TASK GOAL: Every record that appears below should be transcribed exactly.

EXERCISE DATA:
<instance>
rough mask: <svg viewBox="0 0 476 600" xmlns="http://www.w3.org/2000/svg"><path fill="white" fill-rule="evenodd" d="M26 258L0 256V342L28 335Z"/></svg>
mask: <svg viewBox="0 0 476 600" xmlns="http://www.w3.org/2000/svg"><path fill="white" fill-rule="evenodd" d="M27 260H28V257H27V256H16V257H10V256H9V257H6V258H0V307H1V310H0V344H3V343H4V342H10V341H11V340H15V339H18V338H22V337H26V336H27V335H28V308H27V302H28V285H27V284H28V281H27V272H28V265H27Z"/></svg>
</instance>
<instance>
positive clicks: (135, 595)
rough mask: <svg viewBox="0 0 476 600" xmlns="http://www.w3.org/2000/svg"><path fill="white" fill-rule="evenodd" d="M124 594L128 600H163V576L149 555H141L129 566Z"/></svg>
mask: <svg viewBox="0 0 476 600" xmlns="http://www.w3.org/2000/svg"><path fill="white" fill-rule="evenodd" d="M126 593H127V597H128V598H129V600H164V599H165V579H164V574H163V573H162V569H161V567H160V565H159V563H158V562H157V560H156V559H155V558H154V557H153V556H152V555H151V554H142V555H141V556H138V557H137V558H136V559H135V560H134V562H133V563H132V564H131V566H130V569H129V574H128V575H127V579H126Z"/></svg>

YOUR RESPONSE:
<instance>
rough mask: <svg viewBox="0 0 476 600" xmlns="http://www.w3.org/2000/svg"><path fill="white" fill-rule="evenodd" d="M26 258L0 256V342L28 335Z"/></svg>
mask: <svg viewBox="0 0 476 600" xmlns="http://www.w3.org/2000/svg"><path fill="white" fill-rule="evenodd" d="M27 260H28V257H27V256H16V257H10V256H9V257H6V258H0V307H1V310H0V344H3V343H4V342H10V341H11V340H15V339H18V338H22V337H26V336H27V335H28V308H27V302H28V285H27V284H28V281H27V272H28V265H27Z"/></svg>
</instance>
<instance>
positive clicks: (135, 595)
rough mask: <svg viewBox="0 0 476 600" xmlns="http://www.w3.org/2000/svg"><path fill="white" fill-rule="evenodd" d="M124 594L128 600H163V576L149 555H141L129 566Z"/></svg>
mask: <svg viewBox="0 0 476 600" xmlns="http://www.w3.org/2000/svg"><path fill="white" fill-rule="evenodd" d="M126 593H127V597H128V598H129V600H164V599H165V579H164V574H163V573H162V569H161V567H160V565H159V563H158V562H157V560H156V559H155V558H154V557H153V556H152V555H151V554H142V555H141V556H138V557H137V558H136V559H135V560H134V562H133V563H132V564H131V566H130V569H129V574H128V575H127V579H126Z"/></svg>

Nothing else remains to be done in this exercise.